## Task to complete
With the pictures left out, write every entry down exactly.

Referring expression data
Content starts

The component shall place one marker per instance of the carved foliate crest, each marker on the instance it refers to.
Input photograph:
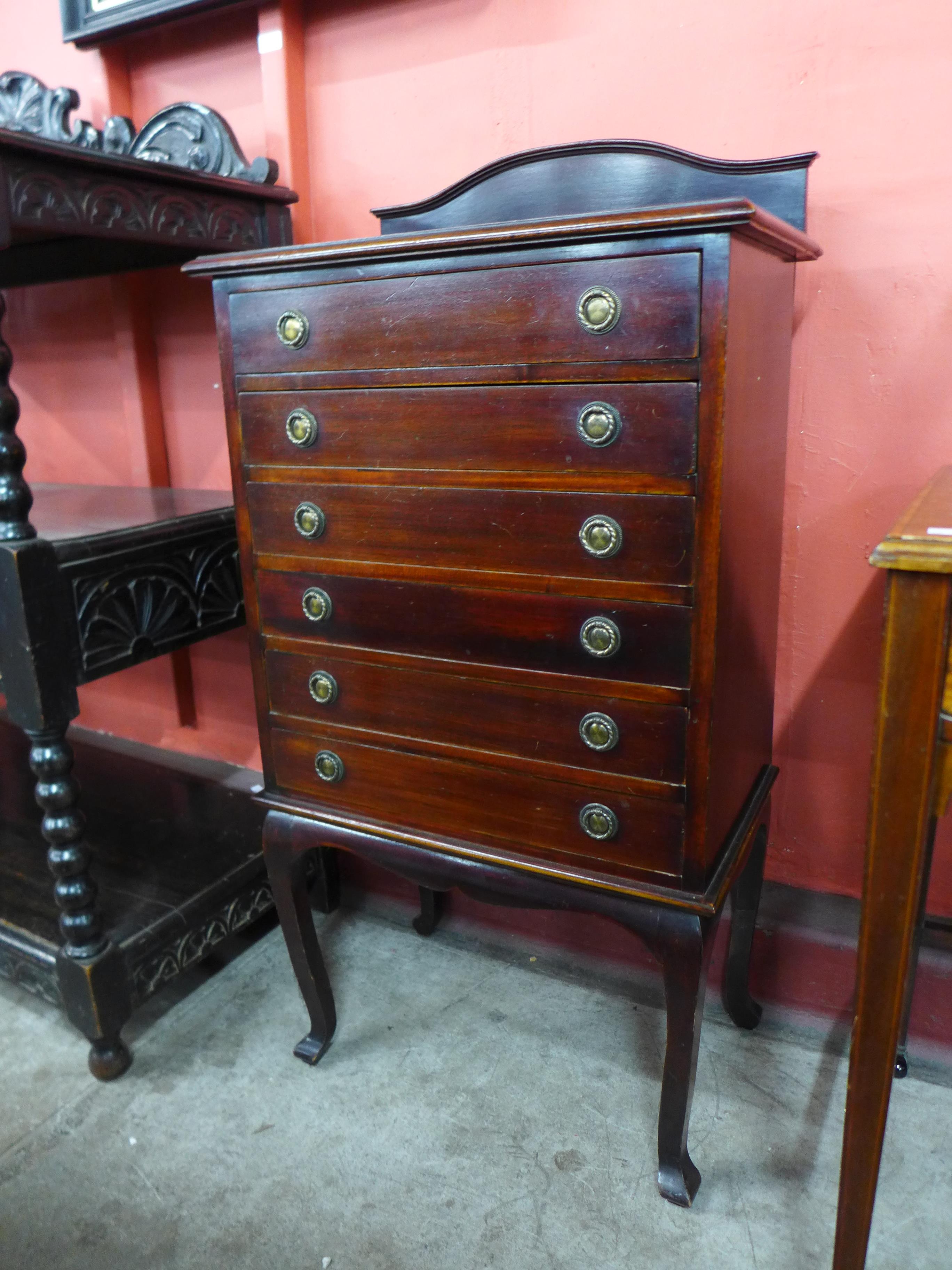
(186, 135)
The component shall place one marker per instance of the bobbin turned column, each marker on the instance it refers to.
(36, 662)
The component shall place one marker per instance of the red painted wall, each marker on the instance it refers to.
(408, 96)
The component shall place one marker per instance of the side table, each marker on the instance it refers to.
(103, 578)
(912, 782)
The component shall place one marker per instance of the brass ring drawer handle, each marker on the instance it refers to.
(600, 731)
(601, 536)
(329, 766)
(317, 605)
(598, 310)
(323, 688)
(601, 637)
(598, 821)
(294, 329)
(310, 521)
(301, 429)
(600, 425)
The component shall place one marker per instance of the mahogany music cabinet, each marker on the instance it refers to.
(509, 484)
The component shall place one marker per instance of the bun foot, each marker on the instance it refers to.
(311, 1050)
(678, 1184)
(743, 1010)
(108, 1060)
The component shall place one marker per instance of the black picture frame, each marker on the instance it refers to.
(88, 23)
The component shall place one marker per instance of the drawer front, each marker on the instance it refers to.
(468, 801)
(508, 429)
(649, 536)
(529, 632)
(498, 317)
(479, 714)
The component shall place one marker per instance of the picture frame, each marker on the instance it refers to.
(89, 23)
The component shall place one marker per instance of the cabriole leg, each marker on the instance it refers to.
(682, 941)
(287, 869)
(431, 907)
(92, 973)
(746, 901)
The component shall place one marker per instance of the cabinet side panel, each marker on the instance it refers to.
(757, 389)
(221, 290)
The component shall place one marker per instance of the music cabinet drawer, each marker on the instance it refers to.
(478, 803)
(644, 538)
(646, 643)
(634, 738)
(495, 429)
(613, 309)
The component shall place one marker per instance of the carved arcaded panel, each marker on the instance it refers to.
(139, 609)
(41, 197)
(186, 135)
(160, 967)
(30, 976)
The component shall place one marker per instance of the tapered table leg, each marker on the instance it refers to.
(746, 901)
(911, 694)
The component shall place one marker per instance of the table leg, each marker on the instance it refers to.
(93, 976)
(911, 692)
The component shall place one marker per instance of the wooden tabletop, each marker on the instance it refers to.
(922, 538)
(63, 512)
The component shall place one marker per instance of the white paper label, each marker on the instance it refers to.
(270, 41)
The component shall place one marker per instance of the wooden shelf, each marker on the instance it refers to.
(177, 855)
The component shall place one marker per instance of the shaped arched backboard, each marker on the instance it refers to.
(603, 177)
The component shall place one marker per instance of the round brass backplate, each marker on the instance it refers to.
(598, 309)
(598, 821)
(309, 520)
(317, 605)
(301, 427)
(329, 766)
(601, 536)
(600, 731)
(600, 423)
(294, 329)
(323, 688)
(601, 637)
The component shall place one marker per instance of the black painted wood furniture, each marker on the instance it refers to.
(509, 489)
(97, 580)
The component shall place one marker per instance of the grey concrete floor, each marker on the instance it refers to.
(476, 1109)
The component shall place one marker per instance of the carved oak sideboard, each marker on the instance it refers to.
(97, 580)
(509, 487)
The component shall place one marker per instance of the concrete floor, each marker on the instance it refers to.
(476, 1109)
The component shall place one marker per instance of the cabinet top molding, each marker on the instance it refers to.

Content ends

## Result for this exercise
The component shall place one marker per instance of the carved foliate crest, each marker on the instance it refers to.
Input photograph:
(186, 135)
The component shall place one marker per instance of the bobbin turned column, each marker on the instance it refers to.
(36, 662)
The component shall place one marker per instance of the red painted wall, each marker on the instance it refers to.
(408, 96)
The component shall place one marker per instance of the side table, each marker on the instance it refers to.
(103, 578)
(912, 782)
The component shall place one marker per instance of the brass ring drawer handle, each marker on the instance it refers to.
(600, 731)
(601, 536)
(329, 766)
(317, 605)
(598, 310)
(323, 688)
(601, 637)
(598, 821)
(294, 329)
(310, 521)
(301, 429)
(600, 425)
The component shall place one marker per instance of the mahogany music cabinet, each marker on the instance it refers to.
(509, 484)
The component shall place one marker per instance of the bun foot, each marker on the instance it refers to.
(311, 1050)
(678, 1184)
(743, 1010)
(108, 1060)
The component shall place one marker per instance of the black picture frame, each marker on the instance it refers to.
(88, 23)
The component shall place one marker per instance of the drawer front, each marker on the instance it refers to.
(468, 801)
(508, 429)
(649, 536)
(529, 632)
(498, 317)
(479, 714)
The component shall place one marker per instance of the picture frame, each marker on the instance it refers to.
(89, 23)
The component shall place one marker per instance of the cabriole leg, each marker on the instance it refers to.
(682, 941)
(287, 869)
(431, 907)
(92, 973)
(746, 901)
The component shall place one marker per instance of the cabinet side panel, each marker on the instance it refers to.
(757, 389)
(221, 290)
The component shall place one marker per instance of the music cabinet drawer, each marker on the instance it refers to.
(478, 803)
(644, 538)
(646, 643)
(634, 738)
(495, 429)
(613, 309)
The component shall place one marker per instance of the carved arcaded panel, each marker on the instance it refers to.
(139, 609)
(41, 197)
(186, 135)
(160, 967)
(30, 976)
The component shall place one marker per instance of the tapered table leg, each marker on the instance it refers to.
(746, 901)
(911, 694)
The component shall place one marker per instance of the table leg, each marker on the instance it refers to.
(93, 976)
(911, 692)
The component shall place one marker per instance of the wooden tabletop, each marker on the instance it refers to.
(922, 538)
(63, 512)
The component shall place one marker per instance of the white paper label, each marker on the instance it refers to.
(270, 41)
The component shall place one marker per instance of the wooden shelf, each marker on the instance it refers to.
(177, 855)
The component shall place one marker per instance of the shaped arched backboard, each marker on the instance it refers to.
(603, 177)
The component shall place one marker per instance of the round brass backplate, each marker on the instance it refers to.
(598, 309)
(598, 821)
(309, 520)
(317, 605)
(301, 427)
(329, 766)
(601, 536)
(600, 731)
(600, 423)
(294, 329)
(323, 688)
(601, 637)
The component shall place one marker per instance of the black painted wood furniture, each marker on the instance it refers to.
(509, 489)
(97, 580)
The component shall place one marker per instance of the grey concrete floor, each marker on the instance it refers to.
(476, 1109)
The component shall place one marker per instance of the carved oak sideboard, each marker on the instance it refers to.
(97, 580)
(509, 487)
The component shall place one marker per instance of the concrete floor, each marker on the instance it refers to.
(476, 1109)
The component shall place one marker per instance of the cabinet top molding, each marker on the instance it refers to.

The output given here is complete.